> [DIRECTIONS]:
Answer these questions using the article on Ken Price:
1. What sum did the Geometric Cup bring at auction?
2. Which museum organized the new traveling retrospective?
3. How many pages long is the exhibition catalog?

Ceramics Collector: Ken Price’s vivid table sculptures

Sculptor Ken Price (1935-2012) is known for clever twists on the cup form, which he embellished with bright paint. Examples rarely come on the market. This Geometric Cup (H. 5 1/4 inches) from a 1970s series made in Taos, N.M., brought $114,562.50 in a Cowans-Clark-DelVecchio auction in November 2011. Courtesy Cowan’s Auctions.
Sculptor Ken Price (1935-2012) is known for clever twists on the cup form, which he embellished with bright paint. Examples rarely come on the market. This Geometric Cup (H. 5 1/4 inches) from a 1970s series made in Taos, N.M., brought $114,562.50 in a Cowans-Clark-DelVecchio auction in November 2011. Courtesy Cowan’s Auctions.

Ceramics are sometimes relegated to that artistic stepchild, the “crafts” category. But no one has ever suggested that the work of Ken Price (1935-2012) is anything other than fine art, even though his miniaturized sculptures can be held in one hand.

A new traveling retrospective exhibition, organized by the Los Angeles County Museum of Art and designed by architect Frank O. Gehry, displays works from every twist and turn of Price’s career. Most valuable for enthusiasts is the accompanying 288-page catalog with magnificent images and essays by LACMA Senior Curator of Modern Art Stephanie Barron, Frank Gehry, Phyllis Tuchman and Dave Hickey, as well as past interviews with the artist himself.

> [DATA ROWS]:
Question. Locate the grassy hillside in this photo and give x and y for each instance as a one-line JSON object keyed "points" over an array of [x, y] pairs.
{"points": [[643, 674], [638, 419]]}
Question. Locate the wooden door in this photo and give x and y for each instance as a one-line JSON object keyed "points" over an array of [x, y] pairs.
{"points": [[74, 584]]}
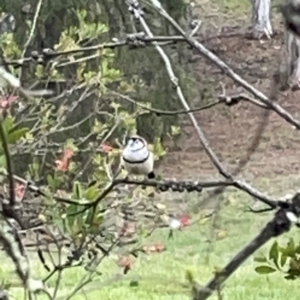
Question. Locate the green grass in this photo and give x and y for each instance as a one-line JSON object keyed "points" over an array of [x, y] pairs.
{"points": [[162, 276]]}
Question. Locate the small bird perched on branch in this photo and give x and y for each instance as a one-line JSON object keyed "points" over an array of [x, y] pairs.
{"points": [[136, 157]]}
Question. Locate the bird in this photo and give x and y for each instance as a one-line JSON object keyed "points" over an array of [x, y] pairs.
{"points": [[136, 157]]}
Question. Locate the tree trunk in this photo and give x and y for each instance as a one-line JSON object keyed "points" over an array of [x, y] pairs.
{"points": [[261, 18], [293, 59]]}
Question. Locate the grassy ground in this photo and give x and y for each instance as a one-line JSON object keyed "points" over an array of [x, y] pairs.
{"points": [[162, 276]]}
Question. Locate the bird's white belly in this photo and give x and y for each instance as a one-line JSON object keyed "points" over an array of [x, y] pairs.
{"points": [[140, 168]]}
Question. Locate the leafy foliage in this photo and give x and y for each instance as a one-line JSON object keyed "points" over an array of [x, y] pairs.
{"points": [[284, 259]]}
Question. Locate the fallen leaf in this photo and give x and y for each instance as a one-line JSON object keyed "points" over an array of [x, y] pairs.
{"points": [[185, 221], [222, 234], [154, 248], [128, 229], [125, 262], [20, 190], [63, 163]]}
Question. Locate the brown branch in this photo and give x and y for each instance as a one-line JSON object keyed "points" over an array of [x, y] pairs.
{"points": [[226, 69], [279, 225]]}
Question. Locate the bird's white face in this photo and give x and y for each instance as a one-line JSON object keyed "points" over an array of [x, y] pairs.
{"points": [[136, 149], [136, 144]]}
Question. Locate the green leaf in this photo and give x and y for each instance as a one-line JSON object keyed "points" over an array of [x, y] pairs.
{"points": [[274, 254], [260, 259], [77, 190], [289, 250], [91, 193], [50, 181], [264, 270], [15, 135], [8, 123], [3, 162], [133, 283], [283, 260]]}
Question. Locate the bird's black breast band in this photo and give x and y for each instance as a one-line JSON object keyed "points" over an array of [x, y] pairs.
{"points": [[138, 161]]}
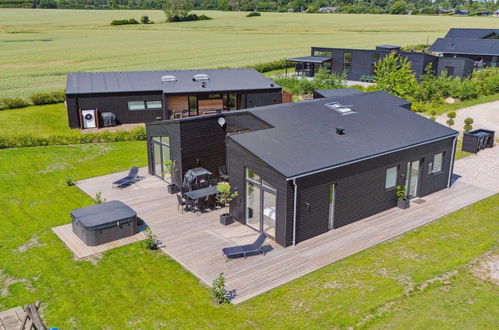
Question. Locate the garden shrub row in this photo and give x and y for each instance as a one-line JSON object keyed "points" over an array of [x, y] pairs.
{"points": [[36, 99], [28, 140], [271, 66]]}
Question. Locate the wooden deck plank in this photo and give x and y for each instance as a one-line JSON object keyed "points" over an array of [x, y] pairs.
{"points": [[195, 241]]}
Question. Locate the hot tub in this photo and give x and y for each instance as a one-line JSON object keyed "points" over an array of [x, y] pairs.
{"points": [[103, 223]]}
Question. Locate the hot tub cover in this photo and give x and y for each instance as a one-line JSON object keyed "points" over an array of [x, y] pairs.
{"points": [[104, 215]]}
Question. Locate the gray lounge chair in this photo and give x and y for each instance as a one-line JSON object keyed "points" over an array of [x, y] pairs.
{"points": [[132, 176], [244, 250]]}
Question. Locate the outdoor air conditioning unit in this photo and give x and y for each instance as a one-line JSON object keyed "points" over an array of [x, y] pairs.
{"points": [[89, 118]]}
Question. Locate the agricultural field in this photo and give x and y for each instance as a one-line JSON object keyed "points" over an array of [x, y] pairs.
{"points": [[434, 276], [38, 47]]}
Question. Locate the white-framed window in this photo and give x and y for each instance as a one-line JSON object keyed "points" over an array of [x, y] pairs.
{"points": [[136, 105], [391, 177], [154, 105], [437, 163]]}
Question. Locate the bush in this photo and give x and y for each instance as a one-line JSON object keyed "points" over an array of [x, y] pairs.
{"points": [[218, 290], [467, 124], [188, 18], [271, 66], [27, 140], [47, 98], [124, 21], [13, 103], [145, 20], [467, 89]]}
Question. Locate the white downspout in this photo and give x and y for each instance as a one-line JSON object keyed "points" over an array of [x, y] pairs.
{"points": [[451, 168], [295, 199]]}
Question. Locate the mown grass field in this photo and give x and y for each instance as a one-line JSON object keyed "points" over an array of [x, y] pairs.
{"points": [[38, 47], [425, 279]]}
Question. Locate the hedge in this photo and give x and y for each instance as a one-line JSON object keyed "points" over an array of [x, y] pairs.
{"points": [[13, 103], [29, 140], [47, 98]]}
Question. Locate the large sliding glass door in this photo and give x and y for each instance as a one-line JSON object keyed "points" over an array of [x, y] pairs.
{"points": [[261, 204], [412, 179], [161, 155]]}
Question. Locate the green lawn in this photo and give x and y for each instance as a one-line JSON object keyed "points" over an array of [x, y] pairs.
{"points": [[39, 46], [130, 287], [443, 108], [45, 120]]}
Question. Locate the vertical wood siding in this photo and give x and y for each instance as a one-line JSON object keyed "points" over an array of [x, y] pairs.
{"points": [[360, 188]]}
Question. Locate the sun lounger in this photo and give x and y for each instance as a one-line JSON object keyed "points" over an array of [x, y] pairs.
{"points": [[243, 250], [128, 180]]}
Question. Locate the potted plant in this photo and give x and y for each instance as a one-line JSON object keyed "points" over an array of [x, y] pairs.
{"points": [[402, 200], [169, 166], [224, 197]]}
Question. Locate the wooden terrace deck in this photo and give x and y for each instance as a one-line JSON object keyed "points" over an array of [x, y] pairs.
{"points": [[195, 240]]}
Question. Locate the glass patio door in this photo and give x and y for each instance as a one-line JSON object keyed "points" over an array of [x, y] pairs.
{"points": [[261, 204], [412, 180]]}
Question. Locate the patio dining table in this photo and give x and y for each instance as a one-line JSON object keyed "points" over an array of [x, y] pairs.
{"points": [[201, 193]]}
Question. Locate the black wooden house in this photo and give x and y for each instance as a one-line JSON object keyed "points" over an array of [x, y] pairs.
{"points": [[304, 168], [146, 96]]}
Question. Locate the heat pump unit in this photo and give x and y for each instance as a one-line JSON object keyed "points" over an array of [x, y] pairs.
{"points": [[88, 117]]}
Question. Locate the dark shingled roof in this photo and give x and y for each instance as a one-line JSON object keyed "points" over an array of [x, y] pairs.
{"points": [[148, 81], [466, 46], [310, 59], [470, 33], [337, 92], [304, 139]]}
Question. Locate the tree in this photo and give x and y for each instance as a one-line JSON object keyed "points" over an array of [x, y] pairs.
{"points": [[394, 75], [398, 7], [177, 8]]}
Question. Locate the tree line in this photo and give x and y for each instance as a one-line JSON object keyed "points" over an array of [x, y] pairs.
{"points": [[346, 6]]}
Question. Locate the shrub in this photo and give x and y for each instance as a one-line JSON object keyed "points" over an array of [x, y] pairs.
{"points": [[188, 18], [467, 89], [69, 181], [151, 241], [394, 75], [271, 66], [124, 21], [99, 199], [47, 98], [467, 124], [145, 20], [13, 103], [218, 290]]}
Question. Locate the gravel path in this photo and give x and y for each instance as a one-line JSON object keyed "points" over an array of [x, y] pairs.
{"points": [[485, 115]]}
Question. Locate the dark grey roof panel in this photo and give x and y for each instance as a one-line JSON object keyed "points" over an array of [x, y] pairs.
{"points": [[337, 92], [310, 59], [304, 136], [470, 33], [149, 81], [466, 46]]}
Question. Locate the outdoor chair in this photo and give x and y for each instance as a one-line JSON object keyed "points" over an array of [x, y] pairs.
{"points": [[128, 180], [244, 250], [182, 203], [223, 174]]}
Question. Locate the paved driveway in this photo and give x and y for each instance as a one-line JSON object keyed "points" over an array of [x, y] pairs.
{"points": [[485, 115]]}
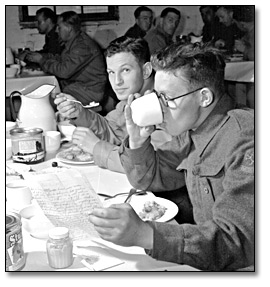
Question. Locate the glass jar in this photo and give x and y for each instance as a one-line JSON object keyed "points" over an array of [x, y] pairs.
{"points": [[27, 145], [59, 248]]}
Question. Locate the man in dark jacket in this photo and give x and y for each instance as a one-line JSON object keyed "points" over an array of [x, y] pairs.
{"points": [[144, 18], [46, 20], [81, 68], [162, 35], [46, 25]]}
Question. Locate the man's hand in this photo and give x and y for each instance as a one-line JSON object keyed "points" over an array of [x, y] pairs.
{"points": [[137, 135], [85, 139], [66, 108], [120, 224], [239, 45], [34, 57], [220, 44]]}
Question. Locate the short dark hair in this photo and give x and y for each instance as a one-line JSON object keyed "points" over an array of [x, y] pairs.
{"points": [[212, 7], [170, 10], [201, 64], [140, 9], [47, 13], [71, 18], [138, 47], [244, 13]]}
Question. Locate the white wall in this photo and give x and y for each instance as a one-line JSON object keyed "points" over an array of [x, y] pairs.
{"points": [[103, 34]]}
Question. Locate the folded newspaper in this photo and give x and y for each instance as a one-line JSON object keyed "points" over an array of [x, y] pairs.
{"points": [[66, 197]]}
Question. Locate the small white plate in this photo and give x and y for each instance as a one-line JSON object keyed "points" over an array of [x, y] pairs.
{"points": [[138, 201], [171, 208], [60, 157]]}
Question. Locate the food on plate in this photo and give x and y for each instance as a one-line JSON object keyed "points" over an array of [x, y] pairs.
{"points": [[152, 211], [75, 153]]}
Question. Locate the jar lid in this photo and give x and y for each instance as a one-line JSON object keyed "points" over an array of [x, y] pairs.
{"points": [[26, 131], [58, 233]]}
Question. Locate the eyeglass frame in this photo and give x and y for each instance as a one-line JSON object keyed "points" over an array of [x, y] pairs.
{"points": [[166, 101]]}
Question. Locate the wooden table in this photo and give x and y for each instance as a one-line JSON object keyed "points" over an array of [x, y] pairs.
{"points": [[132, 258]]}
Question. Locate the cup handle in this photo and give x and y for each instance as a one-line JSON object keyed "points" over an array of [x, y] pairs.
{"points": [[12, 108]]}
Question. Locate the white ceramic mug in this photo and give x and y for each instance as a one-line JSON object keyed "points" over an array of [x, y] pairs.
{"points": [[18, 67], [18, 194], [146, 110], [8, 148], [52, 140], [9, 126]]}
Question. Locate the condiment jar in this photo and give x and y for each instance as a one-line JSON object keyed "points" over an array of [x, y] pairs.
{"points": [[59, 248], [15, 257], [27, 145]]}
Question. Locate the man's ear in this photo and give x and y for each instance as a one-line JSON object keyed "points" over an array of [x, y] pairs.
{"points": [[207, 97], [147, 70]]}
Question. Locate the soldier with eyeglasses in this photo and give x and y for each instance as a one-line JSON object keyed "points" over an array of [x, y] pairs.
{"points": [[211, 151]]}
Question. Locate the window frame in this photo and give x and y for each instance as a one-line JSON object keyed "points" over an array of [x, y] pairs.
{"points": [[27, 21]]}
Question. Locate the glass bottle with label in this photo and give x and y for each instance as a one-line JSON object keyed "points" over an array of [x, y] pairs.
{"points": [[59, 248]]}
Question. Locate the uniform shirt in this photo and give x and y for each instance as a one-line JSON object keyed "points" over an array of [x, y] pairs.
{"points": [[216, 161], [135, 32], [158, 39], [111, 130], [80, 68], [52, 43]]}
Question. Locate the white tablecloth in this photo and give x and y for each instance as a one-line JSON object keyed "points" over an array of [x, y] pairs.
{"points": [[132, 258], [26, 83]]}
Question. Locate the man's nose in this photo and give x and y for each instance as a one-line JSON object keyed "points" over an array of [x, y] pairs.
{"points": [[118, 80]]}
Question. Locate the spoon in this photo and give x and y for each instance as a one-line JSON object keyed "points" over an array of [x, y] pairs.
{"points": [[131, 192], [140, 192], [91, 105]]}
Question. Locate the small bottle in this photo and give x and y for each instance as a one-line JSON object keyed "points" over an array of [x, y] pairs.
{"points": [[59, 248]]}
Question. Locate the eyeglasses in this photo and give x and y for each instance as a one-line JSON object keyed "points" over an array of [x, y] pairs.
{"points": [[166, 101], [145, 18]]}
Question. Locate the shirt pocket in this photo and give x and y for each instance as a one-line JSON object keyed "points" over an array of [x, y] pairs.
{"points": [[210, 184]]}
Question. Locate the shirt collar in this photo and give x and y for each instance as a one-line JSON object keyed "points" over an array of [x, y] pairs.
{"points": [[69, 42]]}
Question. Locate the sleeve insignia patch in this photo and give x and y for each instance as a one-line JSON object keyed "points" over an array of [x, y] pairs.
{"points": [[248, 162]]}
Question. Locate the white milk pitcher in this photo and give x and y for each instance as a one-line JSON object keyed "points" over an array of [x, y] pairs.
{"points": [[36, 110]]}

> [SOLUTION FOR THIS TASK]:
1. $114,562.50
2. The Los Angeles County Museum of Art
3. 288 pages